- 課題の要件 -
次の一覧全体を、各行を1つの文字列とするJSONのリストに書き換えてください。空行は含めないでください。
※
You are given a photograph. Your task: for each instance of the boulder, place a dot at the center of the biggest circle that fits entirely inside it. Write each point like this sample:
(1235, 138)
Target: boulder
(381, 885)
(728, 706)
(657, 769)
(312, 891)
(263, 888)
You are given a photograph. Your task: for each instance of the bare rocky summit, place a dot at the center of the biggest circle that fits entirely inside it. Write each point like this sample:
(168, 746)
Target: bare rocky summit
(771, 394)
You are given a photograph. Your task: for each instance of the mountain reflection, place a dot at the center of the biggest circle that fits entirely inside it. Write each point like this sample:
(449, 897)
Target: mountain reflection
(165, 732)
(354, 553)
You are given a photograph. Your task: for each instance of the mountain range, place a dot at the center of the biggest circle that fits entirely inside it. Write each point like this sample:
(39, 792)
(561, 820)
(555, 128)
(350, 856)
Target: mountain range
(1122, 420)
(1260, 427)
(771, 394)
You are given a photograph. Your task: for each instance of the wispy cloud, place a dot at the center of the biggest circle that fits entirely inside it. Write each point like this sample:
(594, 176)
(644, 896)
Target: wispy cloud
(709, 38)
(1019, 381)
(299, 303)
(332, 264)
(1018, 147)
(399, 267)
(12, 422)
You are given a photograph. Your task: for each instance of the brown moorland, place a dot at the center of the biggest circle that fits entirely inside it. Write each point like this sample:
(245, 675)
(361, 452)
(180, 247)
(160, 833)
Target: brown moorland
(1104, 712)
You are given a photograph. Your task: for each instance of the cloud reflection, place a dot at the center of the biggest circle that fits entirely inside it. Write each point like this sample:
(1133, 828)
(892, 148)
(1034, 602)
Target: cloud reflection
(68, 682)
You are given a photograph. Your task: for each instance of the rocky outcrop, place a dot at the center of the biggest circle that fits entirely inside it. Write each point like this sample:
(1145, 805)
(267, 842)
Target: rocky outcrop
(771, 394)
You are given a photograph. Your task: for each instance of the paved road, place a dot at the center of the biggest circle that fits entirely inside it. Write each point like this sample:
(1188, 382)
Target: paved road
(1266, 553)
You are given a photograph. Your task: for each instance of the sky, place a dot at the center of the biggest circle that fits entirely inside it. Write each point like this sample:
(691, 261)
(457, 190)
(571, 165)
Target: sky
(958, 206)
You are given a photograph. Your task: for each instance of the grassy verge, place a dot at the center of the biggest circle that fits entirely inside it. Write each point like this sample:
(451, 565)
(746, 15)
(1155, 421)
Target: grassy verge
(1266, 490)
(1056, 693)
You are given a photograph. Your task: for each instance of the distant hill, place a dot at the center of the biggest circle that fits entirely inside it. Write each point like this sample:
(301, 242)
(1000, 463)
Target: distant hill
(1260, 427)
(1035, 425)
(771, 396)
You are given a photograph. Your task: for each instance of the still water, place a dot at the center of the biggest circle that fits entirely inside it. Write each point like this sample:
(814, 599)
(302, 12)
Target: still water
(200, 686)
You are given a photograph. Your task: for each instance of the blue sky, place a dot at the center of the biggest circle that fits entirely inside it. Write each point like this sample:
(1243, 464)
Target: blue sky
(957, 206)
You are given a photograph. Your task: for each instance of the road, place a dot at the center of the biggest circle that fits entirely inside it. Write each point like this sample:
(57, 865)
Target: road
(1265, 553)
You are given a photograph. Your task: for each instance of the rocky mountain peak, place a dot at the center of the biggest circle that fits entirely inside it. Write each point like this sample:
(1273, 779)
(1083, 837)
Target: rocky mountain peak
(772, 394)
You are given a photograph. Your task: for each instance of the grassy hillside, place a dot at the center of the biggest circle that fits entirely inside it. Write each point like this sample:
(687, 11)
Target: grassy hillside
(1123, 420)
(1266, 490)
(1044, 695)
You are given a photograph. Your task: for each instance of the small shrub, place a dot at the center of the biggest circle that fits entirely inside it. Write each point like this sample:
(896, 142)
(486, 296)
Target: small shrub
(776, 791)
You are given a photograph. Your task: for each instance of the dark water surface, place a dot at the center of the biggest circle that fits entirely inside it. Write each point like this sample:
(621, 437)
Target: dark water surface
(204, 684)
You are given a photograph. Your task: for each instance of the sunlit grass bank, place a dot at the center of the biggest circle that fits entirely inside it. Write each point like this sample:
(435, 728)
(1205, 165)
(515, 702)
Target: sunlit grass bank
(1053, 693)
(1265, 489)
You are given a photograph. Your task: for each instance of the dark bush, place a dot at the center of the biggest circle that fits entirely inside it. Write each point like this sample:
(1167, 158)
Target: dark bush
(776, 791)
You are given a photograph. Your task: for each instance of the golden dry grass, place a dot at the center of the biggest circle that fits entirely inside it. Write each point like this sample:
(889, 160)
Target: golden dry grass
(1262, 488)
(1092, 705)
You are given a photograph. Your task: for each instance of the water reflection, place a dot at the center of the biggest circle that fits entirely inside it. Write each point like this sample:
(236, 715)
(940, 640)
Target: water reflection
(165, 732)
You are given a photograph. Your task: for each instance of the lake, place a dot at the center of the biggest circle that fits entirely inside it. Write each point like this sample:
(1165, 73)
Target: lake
※
- 解答 -
[
  "You are given a photograph. Your task: for each instance of the boulder, place a dot at the center of the biggest circle that fits entirely inside it. Write each point like this sample:",
  "(1235, 138)",
  "Target: boulder",
  "(381, 885)",
  "(728, 706)",
  "(657, 769)",
  "(312, 891)",
  "(263, 888)",
  "You are given a photograph. Your task: for each instance of the bare rocky summit, place a dot at the center of the biggest circle that fits entirely inside it. Write each point like this sample:",
  "(168, 746)",
  "Target: bare rocky summit",
  "(771, 394)",
  "You are given a photograph. Your task: for each instance of the mountain reflection, place a dot at the center of the biggest circle that fits entirely inside it. Write each point like this sample:",
  "(449, 897)",
  "Target: mountain reflection",
  "(165, 732)",
  "(354, 553)",
  "You are given a photograph. Your task: for each instance of the mountain range, place a dot at the center of the biggest circle that fits entirely inside it. Write each point like this sample:",
  "(39, 792)",
  "(561, 820)",
  "(555, 128)",
  "(350, 856)",
  "Target: mountain range",
  "(1122, 420)",
  "(1260, 427)",
  "(771, 394)",
  "You are given a photograph. Your task: for each instance of the wispy cloud, place a dot at the center of the biggest circle that fits entirely inside it. Write each point like this sample:",
  "(594, 176)",
  "(644, 896)",
  "Target: wispy cloud",
  "(709, 38)",
  "(1019, 381)",
  "(299, 303)",
  "(332, 264)",
  "(1018, 147)",
  "(399, 267)",
  "(12, 422)",
  "You are given a photograph. Your task: for each instance of the brown moorland, place a dot at the center of the biggest circle that fits entirely inside it. Write each point like this sample:",
  "(245, 675)",
  "(361, 452)",
  "(180, 247)",
  "(160, 833)",
  "Target: brown moorland",
  "(1104, 712)",
  "You are given a photograph. Your task: for each instance of the cloud reflection, place a dot at the center of the biggest circle that fits entirely inside it. Write each point like this sample:",
  "(1133, 828)",
  "(892, 148)",
  "(1034, 602)",
  "Target: cloud reflection",
  "(68, 682)",
  "You are given a photograph. Your task: for each instance of the rocky outcrop, place a dot at the center of the biggest circle that fits entirely inside it. Write each point like this sample:",
  "(1145, 805)",
  "(267, 842)",
  "Target: rocky outcrop",
  "(771, 394)",
  "You are given a photograph. Your task: for each instance of the paved road, place a dot at the center of the biggest circle that fits entirely inside it. Write each point like this sample:",
  "(1188, 382)",
  "Target: paved road",
  "(1266, 553)",
  "You are given a photograph. Your task: for each instance of the sky, place a dot at the center of the biggest circle that fits entirely inside it. Write each point like this sample:",
  "(691, 261)",
  "(457, 190)",
  "(571, 165)",
  "Target: sky",
  "(958, 206)",
  "You are given a photograph. Your task: for each instance of the grassy verge, place a dot at the center of the biggest circle that fits entirely inside it. Write each point like this sample:",
  "(451, 565)",
  "(746, 15)",
  "(1155, 421)",
  "Target: grassy verge",
  "(1266, 490)",
  "(1056, 693)",
  "You are given a photograph. Your task: for each instance of the distant hill, place a dot at the center of the biggest circle that fits entirely inside it. Write each point like this sample:",
  "(301, 242)",
  "(1000, 463)",
  "Target: distant hill",
  "(1260, 427)",
  "(1035, 425)",
  "(771, 396)",
  "You are given a photograph. Your task: for each instance of the still water, place a dot at the center of the biggest circle that fits entirely inside it. Write each point like this sample:",
  "(814, 599)",
  "(302, 12)",
  "Target: still water",
  "(200, 686)",
  "You are given a photograph. Your task: for each instance of the blue sky, place a dot at the center of the biggest circle that fits entirely inside it. Write each point like this sample:",
  "(1243, 464)",
  "Target: blue sky",
  "(957, 206)",
  "You are given a photograph. Your task: for each instance of the road, place a dot at the center of the biggest circle that fits entirely inside it. Write each point like this sample:",
  "(57, 865)",
  "Target: road",
  "(1265, 553)",
  "You are given a photograph. Your task: for each instance of the rocky mountain peak, place a dot at the center of the biggest circle that fits entirely inside it. Write each point like this sample:",
  "(1273, 779)",
  "(1083, 837)",
  "Target: rocky mountain peak",
  "(772, 394)",
  "You are given a photograph. Your task: for each instance of the grassy hillside, place a dot at the center of the biggest circle that fits entirely inside it. Write each point like this sample:",
  "(687, 11)",
  "Target: grassy hillside",
  "(1123, 420)",
  "(1266, 490)",
  "(1044, 695)",
  "You are given a photograph. Your task: for each instance of the small shrub, place a dot at the center of the biggest circle that fits entirely inside it. Write each point like this sample:",
  "(896, 142)",
  "(486, 296)",
  "Target: small shrub",
  "(776, 791)",
  "You are given a photograph. Your task: for each instance of the dark water surface, place a dot at the center of the biggest circle that fits entirely inside it. Write each point like this sample:",
  "(621, 437)",
  "Target: dark water surface",
  "(204, 684)",
  "You are given a photograph. Your task: for each instance of the sunlit grass bank, place a dot at the center of the biggest circle that fits entirely inside it. Write each point like this sample:",
  "(435, 728)",
  "(1205, 165)",
  "(515, 702)",
  "Target: sunlit grass bank",
  "(1053, 693)",
  "(1265, 489)",
  "You are given a photograph. Your task: for each instance of the dark bush, place a dot at the center of the biggest circle that fits entirely inside it. Write each point like this sample:",
  "(1167, 158)",
  "Target: dark bush",
  "(776, 791)",
  "You are given a photograph. Your task: for each instance of the golden dry grass, place a dot at the center of the biggest circle that fits entirely inside it. Write each point like this sample:",
  "(889, 160)",
  "Target: golden dry grass",
  "(1262, 488)",
  "(1092, 705)",
  "You are given a photograph. Your task: for each instance of the water reflection, place a dot at the center of the biggest circle that fits entirely inside it. Write each point like this sample:",
  "(236, 715)",
  "(940, 640)",
  "Target: water reflection",
  "(165, 732)",
  "You are given a photograph. Your task: for each instance of the lake, place a dot at the center of the biggest circle that fits entirely inside it. Write each point like this sample:",
  "(1165, 73)",
  "Target: lake"
]